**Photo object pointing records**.

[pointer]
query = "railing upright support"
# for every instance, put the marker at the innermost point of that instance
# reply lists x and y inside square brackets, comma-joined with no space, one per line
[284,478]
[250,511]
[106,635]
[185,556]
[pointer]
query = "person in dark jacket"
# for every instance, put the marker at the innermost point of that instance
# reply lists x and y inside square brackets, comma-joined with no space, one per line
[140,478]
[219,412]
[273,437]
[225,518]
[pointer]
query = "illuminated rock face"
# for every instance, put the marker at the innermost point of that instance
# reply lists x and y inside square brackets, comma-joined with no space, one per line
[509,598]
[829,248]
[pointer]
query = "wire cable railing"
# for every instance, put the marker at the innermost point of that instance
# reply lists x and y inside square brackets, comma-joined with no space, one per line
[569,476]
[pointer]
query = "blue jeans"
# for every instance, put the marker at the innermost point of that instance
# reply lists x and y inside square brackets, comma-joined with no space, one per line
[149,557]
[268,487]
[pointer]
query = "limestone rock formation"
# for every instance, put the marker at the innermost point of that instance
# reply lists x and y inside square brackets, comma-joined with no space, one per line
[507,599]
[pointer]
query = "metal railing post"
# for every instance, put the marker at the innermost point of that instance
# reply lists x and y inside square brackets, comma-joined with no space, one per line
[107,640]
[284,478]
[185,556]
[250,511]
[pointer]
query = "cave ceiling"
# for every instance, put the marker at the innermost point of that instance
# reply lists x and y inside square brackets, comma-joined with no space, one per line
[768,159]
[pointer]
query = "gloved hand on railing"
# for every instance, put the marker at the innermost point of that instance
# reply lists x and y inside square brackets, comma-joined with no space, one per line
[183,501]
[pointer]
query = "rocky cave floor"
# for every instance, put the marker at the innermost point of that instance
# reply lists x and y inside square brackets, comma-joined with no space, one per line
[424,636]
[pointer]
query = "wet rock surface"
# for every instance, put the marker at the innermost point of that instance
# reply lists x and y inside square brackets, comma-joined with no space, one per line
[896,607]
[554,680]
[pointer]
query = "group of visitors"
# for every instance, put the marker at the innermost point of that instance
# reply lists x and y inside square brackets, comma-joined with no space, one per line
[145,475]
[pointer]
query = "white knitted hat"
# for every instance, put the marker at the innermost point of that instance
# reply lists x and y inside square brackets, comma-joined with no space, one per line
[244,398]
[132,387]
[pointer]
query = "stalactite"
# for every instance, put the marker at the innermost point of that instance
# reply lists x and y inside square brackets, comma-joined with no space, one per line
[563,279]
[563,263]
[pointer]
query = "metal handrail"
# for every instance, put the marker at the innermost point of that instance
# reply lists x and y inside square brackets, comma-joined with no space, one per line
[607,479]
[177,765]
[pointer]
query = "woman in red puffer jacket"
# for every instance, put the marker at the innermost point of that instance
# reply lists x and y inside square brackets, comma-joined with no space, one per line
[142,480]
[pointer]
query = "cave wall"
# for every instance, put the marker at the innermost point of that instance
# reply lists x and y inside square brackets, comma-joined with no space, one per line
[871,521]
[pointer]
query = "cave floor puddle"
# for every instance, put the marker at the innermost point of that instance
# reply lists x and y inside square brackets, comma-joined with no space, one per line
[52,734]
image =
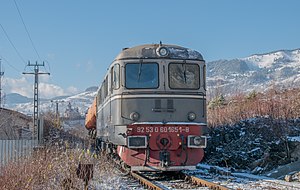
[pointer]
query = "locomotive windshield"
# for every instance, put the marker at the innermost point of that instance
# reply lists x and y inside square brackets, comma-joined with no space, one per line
[141,75]
[184,76]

**TASK PROMPT**.
Omit any images, then output the listing exactly.

**EXERCISE OUTPUT**.
[pointer]
query = "railing upright support"
# for every instance, put the marker at the innermost point of that instance
# reply lists x and y inside square brackets, comma-joined with no space, one per line
[284,478]
[250,511]
[106,635]
[185,556]
[pointer]
query = "person in dark jacket"
# for every instance, put the marker at the innermost point of that instance
# reply lists x and y inside square brackets, comma-joined with no space, one per line
[140,478]
[219,412]
[273,437]
[225,518]
[pointer]
query = "illuminated rock face"
# for every instance, put the marker at the innermost point of that instance
# reply lists x and y inside square brackets, comma-joined with no space, one per line
[509,598]
[829,248]
[pointer]
query = "wire cable railing"
# for every instance, put the marker at the innermost point of that instance
# reply lists x and y inside square brackets, comma-joined with no space, one per line
[569,476]
[pointer]
query = "blue jeans"
# for every instance, put the marker at the innermost point of that instance
# reply lists x and y inside square brackets, comma-joined with no space, one per line
[149,557]
[268,487]
[pointer]
query = "limestone rock formation"
# for every instance, put the marker at the innermost point of that instance
# reply lists x and y inside square brackets, comma-joined with no space, one per line
[507,599]
[pointer]
query = "metal railing post"
# for every instance, put the marker at the innermost point of that instance
# reply lists x and y inside square brackets, comma-joined with no space, one per line
[107,640]
[284,478]
[185,556]
[250,511]
[pointer]
query = "cave ceiling"
# for every instance, put the marker at the innermost point of that instance
# reply lists x and y inside square brackets, comma-joined with no space, one per line
[768,159]
[pointer]
query = "gloved hand on railing"
# for every instance, put the marker at the innermost point of that instance
# reply lists x and y inside square brackets, comma-joined with no space, one per line
[183,501]
[pointer]
query = "rocky cave floor"
# for every instance, put the marker at the innermost point of that instance
# reply lists x and y inside square brackets, comma-joined with no space, one per line
[424,636]
[pointer]
query = "wet rock surface"
# for every instance, put the marker at the innermost point of that instance
# reply lists x and y inside square brackets, comma-joined with no space, one per line
[896,607]
[554,680]
[pointer]
query = "group of visitors"
# for every instance, put the marker at the innermost point of that instance
# reply lists x and y inside square brackets, comma-joined with no space, one per line
[145,475]
[pointer]
query = "white knitted hat"
# for every instance, put the marker at the innermost point of that instance
# reply lists x and y inside square brackets, comma-joined with no space, one per line
[244,398]
[132,387]
[pointer]
query = "stalactite"
# for every instance, put the marker at the innermost point of that instance
# reply lists x and y inside square brackets, comma-joined with no space, one per line
[563,279]
[563,263]
[pointer]
query = "metal handrail"
# for every instance, put the marker at the innermost point of that instance
# reply lists x and y inside square brackets, comma-joined with no space, one per line
[607,479]
[177,765]
[pointer]
query = "woman in red puffer jacket"
# for every instance, put the marker at the innermost point of that instance
# reply lists x and y inside square brackets, comma-joined with no space, one per line
[142,480]
[pointer]
query = "cave wall"
# for every instance, put the marker at the innermost point of that instance
# reply lists x and y inside square brackets, comma-joined with no space, one per line
[871,521]
[pointer]
query = "cave floor puddle"
# for every instance, put the marker at the innermost point of that instance
# reply lists x and y inside square brackets, comma-joined with no space, one per line
[52,734]
image =
[pointer]
query = "locomotive windshield"
# for every instance, put the marker at the innermost point of that instance
# reply lists x and y inside square brackets, comma-joined with no space, one per line
[141,75]
[184,76]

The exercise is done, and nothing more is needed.